** START Record excerpts **

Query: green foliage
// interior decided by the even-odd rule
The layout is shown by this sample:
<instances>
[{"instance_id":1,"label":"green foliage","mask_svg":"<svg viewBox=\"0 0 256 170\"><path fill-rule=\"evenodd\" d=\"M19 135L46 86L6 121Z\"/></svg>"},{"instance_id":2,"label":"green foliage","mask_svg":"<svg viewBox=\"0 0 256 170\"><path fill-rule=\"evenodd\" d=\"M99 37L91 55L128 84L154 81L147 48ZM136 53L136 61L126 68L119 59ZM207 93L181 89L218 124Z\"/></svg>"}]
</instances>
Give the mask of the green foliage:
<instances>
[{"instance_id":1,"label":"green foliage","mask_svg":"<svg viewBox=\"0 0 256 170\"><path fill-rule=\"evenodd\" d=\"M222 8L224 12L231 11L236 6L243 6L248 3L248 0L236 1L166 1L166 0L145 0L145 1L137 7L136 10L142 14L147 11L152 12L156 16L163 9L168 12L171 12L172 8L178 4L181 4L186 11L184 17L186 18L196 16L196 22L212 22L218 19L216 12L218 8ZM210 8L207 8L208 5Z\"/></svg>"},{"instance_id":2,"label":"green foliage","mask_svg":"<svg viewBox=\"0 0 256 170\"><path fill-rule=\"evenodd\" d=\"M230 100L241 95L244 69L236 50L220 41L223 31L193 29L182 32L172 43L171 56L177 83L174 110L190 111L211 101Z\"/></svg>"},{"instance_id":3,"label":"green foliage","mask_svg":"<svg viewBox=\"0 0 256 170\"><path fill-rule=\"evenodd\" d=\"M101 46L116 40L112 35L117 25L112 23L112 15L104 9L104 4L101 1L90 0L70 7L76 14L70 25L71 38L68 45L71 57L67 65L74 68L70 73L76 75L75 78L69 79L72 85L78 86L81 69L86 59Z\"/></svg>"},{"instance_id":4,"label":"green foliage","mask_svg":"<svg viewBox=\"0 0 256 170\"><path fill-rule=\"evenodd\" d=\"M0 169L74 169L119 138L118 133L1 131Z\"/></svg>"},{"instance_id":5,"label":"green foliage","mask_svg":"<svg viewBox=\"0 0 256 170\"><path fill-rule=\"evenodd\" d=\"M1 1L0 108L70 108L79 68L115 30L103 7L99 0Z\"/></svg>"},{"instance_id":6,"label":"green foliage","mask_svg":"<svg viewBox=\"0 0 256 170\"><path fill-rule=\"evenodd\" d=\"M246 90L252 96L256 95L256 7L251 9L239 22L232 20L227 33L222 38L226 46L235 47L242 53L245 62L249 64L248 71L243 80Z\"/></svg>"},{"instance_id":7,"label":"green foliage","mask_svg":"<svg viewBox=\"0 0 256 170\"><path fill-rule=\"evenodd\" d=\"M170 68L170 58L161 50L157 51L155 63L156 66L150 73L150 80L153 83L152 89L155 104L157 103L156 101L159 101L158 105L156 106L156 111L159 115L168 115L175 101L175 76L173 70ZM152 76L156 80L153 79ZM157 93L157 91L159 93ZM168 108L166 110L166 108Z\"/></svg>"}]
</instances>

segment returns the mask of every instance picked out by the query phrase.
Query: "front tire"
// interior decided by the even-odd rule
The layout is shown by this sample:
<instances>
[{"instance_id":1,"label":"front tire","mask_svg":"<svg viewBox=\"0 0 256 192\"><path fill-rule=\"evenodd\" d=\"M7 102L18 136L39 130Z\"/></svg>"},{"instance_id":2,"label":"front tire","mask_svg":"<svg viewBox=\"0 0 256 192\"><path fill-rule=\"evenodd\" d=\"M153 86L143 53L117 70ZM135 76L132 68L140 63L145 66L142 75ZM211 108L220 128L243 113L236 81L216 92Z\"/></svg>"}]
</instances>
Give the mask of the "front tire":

** END Record excerpts **

Aim of the task: Turn the lines above into a Markdown table with the columns "No." and "Line", one row per line, numbered in order, and leave out any blank lines.

Task output:
| No. | Line |
|---|---|
| 1 | Query: green foliage |
| 2 | // interior decided by the even-odd rule |
| 3 | The layout is shown by this sample: |
| 4 | <instances> |
| 5 | [{"instance_id":1,"label":"green foliage","mask_svg":"<svg viewBox=\"0 0 256 170\"><path fill-rule=\"evenodd\" d=\"M19 135L46 86L6 121Z\"/></svg>"},{"instance_id":2,"label":"green foliage","mask_svg":"<svg viewBox=\"0 0 256 170\"><path fill-rule=\"evenodd\" d=\"M99 37L91 55L128 84L154 81L147 48ZM136 53L136 61L126 68L119 59ZM207 93L181 89L218 124Z\"/></svg>"}] |
| 6 | </instances> |
| 7 | Give the mask of the green foliage: |
| 8 | <instances> |
| 9 | [{"instance_id":1,"label":"green foliage","mask_svg":"<svg viewBox=\"0 0 256 170\"><path fill-rule=\"evenodd\" d=\"M222 8L224 12L231 11L236 6L243 6L248 3L248 0L236 1L166 1L166 0L145 0L145 1L137 7L136 10L142 14L147 11L152 12L156 16L163 9L168 12L171 12L172 8L178 4L181 4L186 11L184 17L186 18L196 16L196 22L212 22L218 19L216 12L218 8ZM210 8L207 8L208 5Z\"/></svg>"},{"instance_id":2,"label":"green foliage","mask_svg":"<svg viewBox=\"0 0 256 170\"><path fill-rule=\"evenodd\" d=\"M230 100L241 95L244 69L236 50L220 41L223 31L193 29L182 32L172 43L171 56L177 83L174 110L190 111L211 101Z\"/></svg>"},{"instance_id":3,"label":"green foliage","mask_svg":"<svg viewBox=\"0 0 256 170\"><path fill-rule=\"evenodd\" d=\"M101 46L116 40L112 35L117 25L112 23L112 15L104 9L104 4L101 1L90 0L70 7L76 14L70 25L71 38L68 45L71 57L67 65L74 68L70 73L76 75L75 78L69 79L72 85L78 86L81 69L86 59Z\"/></svg>"},{"instance_id":4,"label":"green foliage","mask_svg":"<svg viewBox=\"0 0 256 170\"><path fill-rule=\"evenodd\" d=\"M0 169L74 169L119 138L118 133L1 131Z\"/></svg>"},{"instance_id":5,"label":"green foliage","mask_svg":"<svg viewBox=\"0 0 256 170\"><path fill-rule=\"evenodd\" d=\"M1 1L0 108L70 108L79 68L115 30L103 7L99 0Z\"/></svg>"},{"instance_id":6,"label":"green foliage","mask_svg":"<svg viewBox=\"0 0 256 170\"><path fill-rule=\"evenodd\" d=\"M246 90L252 96L256 95L256 7L251 9L239 22L232 20L227 33L222 38L226 46L235 47L242 53L245 62L249 64L248 71L243 80Z\"/></svg>"},{"instance_id":7,"label":"green foliage","mask_svg":"<svg viewBox=\"0 0 256 170\"><path fill-rule=\"evenodd\" d=\"M170 68L170 58L161 50L157 51L155 63L156 66L150 73L150 80L153 83L152 89L155 104L157 103L156 101L159 101L158 105L156 106L156 111L159 115L168 115L175 101L175 76L173 70ZM152 76L156 80L153 79ZM157 93L157 91L159 93ZM168 108L166 110L166 108Z\"/></svg>"}] |
| 10 | </instances> |
| 11 | segment returns the mask of every instance picked out by the query phrase. |
| 12 | Query: "front tire" |
| 13 | // interior decided by the even-odd rule |
| 14 | The layout is shown by this sample: |
| 15 | <instances> |
| 16 | [{"instance_id":1,"label":"front tire","mask_svg":"<svg viewBox=\"0 0 256 192\"><path fill-rule=\"evenodd\" d=\"M7 102L18 136L39 130Z\"/></svg>"},{"instance_id":2,"label":"front tire","mask_svg":"<svg viewBox=\"0 0 256 192\"><path fill-rule=\"evenodd\" d=\"M153 86L143 53L117 70ZM135 76L132 68L140 63L145 66L142 75ZM211 108L220 128L243 113L236 81L216 92Z\"/></svg>"}] |
| 17 | </instances> |
| 18 | Give the mask of the "front tire": |